Job 1:
Answer these questions about the thread on driving on the ice:
(a) According to the first post, about how far onto the ice at Nimi did someone drive from the Main St. ramp?
(b) What kind of vehicle was the teen riding in when the driver did donuts on the ice?
(c) What did a guy land on Nimisila back when Whaler was a kid?
— start of Selection —
# Driving on the Ice



## nixmkt (Mar 4, 2008)

Someone drove out about 25' onto the ice at Nimi from the Main St. ramp before deciding it may not be a good idea to go farther.


----------



## randymcfishnsfun2 (Dec 24, 2014)

Wow! I bet someone's parents would've been real pissed off!


----------



## buckzye11 (Jul 16, 2009)

Not that it's a good idea... Or legal, but I think the ice would hold fine... Key word think
Once as a teen I was in a old bronco driven by a friends friend... He drove off the same spot and started doing donuts out by the point off the ramp... I was scared craplesss as well as the others in the truck... After 2 minutes of that he headed back in laughing at the fear he put in us. Beer+teens+ice=stupidity
I never got in that bronco again.


----------



## Whaler (Nov 16, 2004)

Back when I was a kid a guy landed a small single engine plane on Nimisila and was taxiing across to the west side of the lake. He never made it. I think he got out alright but all you could see of the plane was the tail sticking out of the ice.


----------



## Lewzer (Apr 5, 2004)

That whole area was pretty wet and slushy last weekend. They were lucky.

That airplane would have been a sight to see Whaler.


----------



## Ruminator (Apr 6, 2004)
— end of Selection —
— start of Given data —
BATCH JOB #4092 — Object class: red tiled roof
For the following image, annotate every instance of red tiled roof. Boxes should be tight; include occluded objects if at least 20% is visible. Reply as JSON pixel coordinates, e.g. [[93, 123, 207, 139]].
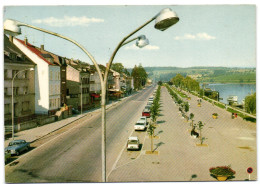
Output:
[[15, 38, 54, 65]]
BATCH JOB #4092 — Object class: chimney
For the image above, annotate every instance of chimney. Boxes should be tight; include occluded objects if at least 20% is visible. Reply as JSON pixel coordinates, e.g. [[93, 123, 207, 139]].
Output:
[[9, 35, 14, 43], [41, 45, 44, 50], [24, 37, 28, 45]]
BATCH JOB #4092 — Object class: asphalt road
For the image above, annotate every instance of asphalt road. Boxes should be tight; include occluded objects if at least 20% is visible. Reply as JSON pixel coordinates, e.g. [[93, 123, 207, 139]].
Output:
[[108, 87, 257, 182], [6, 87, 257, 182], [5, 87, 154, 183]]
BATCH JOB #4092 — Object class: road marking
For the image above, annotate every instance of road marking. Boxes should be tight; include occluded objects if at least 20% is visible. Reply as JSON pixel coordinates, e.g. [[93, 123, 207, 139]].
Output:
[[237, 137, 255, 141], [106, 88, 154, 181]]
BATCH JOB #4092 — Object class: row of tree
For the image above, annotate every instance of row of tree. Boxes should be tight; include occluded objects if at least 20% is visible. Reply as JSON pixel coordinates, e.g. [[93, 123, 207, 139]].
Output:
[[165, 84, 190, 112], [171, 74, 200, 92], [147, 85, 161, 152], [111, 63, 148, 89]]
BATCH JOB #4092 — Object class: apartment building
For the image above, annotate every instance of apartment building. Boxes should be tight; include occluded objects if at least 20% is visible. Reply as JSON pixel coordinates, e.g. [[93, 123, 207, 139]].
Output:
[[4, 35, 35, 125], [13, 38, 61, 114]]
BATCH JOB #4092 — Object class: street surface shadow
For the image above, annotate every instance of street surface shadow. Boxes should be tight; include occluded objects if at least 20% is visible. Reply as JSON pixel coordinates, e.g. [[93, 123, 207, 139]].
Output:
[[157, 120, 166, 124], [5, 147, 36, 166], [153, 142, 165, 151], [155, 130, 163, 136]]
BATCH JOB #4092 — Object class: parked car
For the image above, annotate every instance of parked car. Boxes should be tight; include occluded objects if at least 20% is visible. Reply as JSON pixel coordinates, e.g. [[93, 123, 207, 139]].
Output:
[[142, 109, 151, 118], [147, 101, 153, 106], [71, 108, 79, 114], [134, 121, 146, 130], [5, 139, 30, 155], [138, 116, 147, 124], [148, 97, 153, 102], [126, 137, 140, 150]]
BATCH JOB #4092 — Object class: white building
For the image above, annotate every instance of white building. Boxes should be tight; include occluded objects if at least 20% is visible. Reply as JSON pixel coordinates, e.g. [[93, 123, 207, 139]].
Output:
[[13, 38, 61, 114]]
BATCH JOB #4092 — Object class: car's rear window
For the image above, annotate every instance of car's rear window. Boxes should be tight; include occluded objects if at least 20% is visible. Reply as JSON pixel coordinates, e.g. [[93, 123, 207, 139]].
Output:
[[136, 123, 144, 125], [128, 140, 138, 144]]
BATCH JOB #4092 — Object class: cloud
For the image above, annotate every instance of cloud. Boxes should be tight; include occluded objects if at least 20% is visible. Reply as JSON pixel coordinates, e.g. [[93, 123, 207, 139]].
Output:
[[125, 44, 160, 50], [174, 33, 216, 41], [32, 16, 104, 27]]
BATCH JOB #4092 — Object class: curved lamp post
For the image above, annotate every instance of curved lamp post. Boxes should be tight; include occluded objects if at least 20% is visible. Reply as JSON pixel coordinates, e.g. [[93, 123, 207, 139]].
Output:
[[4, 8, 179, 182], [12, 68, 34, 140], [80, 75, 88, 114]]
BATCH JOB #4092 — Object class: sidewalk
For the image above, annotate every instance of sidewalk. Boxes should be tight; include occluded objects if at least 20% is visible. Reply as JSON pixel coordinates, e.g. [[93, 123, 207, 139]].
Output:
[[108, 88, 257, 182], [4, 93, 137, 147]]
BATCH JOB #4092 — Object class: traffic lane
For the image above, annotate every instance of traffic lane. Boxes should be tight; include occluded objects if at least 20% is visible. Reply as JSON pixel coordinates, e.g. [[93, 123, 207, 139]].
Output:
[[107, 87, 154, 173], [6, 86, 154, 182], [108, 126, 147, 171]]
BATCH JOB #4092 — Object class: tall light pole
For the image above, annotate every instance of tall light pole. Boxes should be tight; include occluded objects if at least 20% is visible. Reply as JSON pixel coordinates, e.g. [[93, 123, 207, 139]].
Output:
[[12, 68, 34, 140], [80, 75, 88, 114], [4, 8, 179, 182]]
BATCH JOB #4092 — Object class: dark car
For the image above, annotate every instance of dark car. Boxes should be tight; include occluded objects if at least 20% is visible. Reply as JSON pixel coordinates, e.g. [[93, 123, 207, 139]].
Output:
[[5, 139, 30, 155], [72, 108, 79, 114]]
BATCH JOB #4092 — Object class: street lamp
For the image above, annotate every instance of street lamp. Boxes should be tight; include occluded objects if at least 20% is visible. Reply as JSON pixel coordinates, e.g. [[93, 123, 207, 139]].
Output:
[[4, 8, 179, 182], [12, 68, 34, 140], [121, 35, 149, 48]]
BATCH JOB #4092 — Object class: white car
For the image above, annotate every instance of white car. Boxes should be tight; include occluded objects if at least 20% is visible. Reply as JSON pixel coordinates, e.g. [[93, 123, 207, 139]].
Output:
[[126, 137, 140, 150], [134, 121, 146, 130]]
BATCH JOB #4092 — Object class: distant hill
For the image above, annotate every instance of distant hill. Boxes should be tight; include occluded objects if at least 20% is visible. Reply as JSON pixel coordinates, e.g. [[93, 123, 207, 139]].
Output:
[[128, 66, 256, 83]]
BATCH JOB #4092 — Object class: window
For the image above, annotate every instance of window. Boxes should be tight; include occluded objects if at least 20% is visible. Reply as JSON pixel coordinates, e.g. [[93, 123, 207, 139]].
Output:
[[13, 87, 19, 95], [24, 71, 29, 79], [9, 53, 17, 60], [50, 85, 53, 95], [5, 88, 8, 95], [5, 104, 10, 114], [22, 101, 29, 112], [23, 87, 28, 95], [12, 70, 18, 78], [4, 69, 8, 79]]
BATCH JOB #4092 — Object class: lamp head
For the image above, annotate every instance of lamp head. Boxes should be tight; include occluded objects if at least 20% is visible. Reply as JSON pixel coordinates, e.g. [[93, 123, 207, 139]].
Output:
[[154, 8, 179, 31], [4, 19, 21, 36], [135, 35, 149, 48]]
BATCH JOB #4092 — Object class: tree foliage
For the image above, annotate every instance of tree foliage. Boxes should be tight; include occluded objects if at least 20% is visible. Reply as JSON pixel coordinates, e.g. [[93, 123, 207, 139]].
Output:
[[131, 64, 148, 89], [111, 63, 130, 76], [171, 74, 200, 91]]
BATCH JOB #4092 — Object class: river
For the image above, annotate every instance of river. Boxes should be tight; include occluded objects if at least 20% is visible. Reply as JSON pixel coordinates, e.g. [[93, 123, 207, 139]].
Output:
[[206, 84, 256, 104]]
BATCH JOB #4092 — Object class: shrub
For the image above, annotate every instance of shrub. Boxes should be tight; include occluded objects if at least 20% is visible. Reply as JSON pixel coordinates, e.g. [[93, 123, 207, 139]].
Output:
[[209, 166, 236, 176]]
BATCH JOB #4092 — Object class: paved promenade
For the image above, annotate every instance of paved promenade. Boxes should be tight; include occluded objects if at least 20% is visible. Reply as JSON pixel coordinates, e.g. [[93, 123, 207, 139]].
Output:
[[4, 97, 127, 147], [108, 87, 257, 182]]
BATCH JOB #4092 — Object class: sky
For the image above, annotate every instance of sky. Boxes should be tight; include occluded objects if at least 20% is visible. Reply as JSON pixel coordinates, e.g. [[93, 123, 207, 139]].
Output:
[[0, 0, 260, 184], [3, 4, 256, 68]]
— end of Given data —
— start of Given data —
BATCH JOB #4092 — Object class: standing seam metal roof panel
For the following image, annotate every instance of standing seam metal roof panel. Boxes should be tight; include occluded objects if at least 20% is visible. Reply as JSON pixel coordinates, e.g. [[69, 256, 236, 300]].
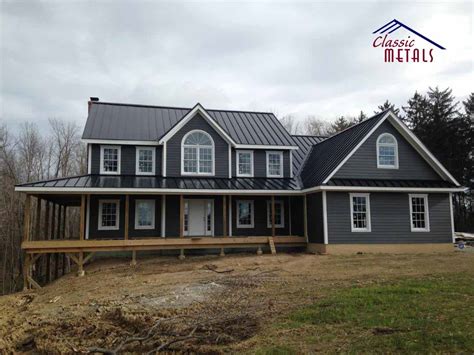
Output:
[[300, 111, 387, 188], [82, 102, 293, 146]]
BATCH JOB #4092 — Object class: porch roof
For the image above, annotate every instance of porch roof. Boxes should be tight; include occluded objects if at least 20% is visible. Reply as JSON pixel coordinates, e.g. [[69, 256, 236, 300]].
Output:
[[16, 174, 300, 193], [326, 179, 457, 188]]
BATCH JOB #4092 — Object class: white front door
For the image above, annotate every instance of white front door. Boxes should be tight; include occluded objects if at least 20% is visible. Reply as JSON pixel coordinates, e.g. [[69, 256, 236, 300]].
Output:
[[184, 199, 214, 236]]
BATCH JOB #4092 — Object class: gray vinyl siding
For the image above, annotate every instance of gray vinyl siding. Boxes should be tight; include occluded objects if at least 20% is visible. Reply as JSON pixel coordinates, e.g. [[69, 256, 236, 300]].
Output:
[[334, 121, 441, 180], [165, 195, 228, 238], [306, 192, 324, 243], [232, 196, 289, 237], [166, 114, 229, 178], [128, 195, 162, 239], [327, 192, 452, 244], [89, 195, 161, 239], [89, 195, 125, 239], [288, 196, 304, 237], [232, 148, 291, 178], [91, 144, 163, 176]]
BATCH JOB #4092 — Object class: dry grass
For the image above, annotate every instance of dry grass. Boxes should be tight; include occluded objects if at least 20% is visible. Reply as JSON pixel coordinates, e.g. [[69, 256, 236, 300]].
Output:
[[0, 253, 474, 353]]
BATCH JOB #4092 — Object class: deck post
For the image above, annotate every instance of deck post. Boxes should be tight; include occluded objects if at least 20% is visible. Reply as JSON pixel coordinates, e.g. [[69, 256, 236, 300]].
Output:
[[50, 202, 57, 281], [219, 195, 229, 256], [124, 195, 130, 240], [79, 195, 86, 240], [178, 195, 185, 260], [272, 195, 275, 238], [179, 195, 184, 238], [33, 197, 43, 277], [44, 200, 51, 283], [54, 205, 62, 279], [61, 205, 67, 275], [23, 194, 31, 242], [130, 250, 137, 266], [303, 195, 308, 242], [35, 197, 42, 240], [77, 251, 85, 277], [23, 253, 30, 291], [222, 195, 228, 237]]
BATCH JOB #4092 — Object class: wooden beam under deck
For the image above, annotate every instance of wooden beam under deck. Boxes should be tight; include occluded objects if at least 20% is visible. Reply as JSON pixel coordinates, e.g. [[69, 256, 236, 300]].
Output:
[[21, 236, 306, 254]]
— end of Given data —
Job 2:
Put the rows from the line with "BATCH JOB #4092 — Object class: white car" up to and including the line with "[[128, 66, 256, 83]]" into a Markdown table with the columns No. and Line. Give each line its own table row, and leave out blank lines.

Output 1:
(a) About 25'
(b) An old bronco
(c) A small single engine plane

Output 2:
| No. | Line |
|---|---|
| 1 | BATCH JOB #4092 — Object class: white car |
| 2 | For the image above, annotate every instance of white car. Boxes should be tight; include occluded objects if at least 20% is visible. Reply as JSON pixel coordinates, e.g. [[93, 123, 207, 139]]. |
| 3 | Output: |
| 4 | [[126, 137, 140, 150], [134, 121, 146, 130]] |
| 5 | BATCH JOB #4092 — Object class: distant hill |
| 6 | For the image above, annotate every instance of distant hill. Boxes should be tight; include occluded objects if at least 20% is visible. Reply as JSON pixel coordinates, e.g. [[93, 123, 207, 139]]. |
| 7 | Output: |
| 8 | [[128, 66, 256, 83]] |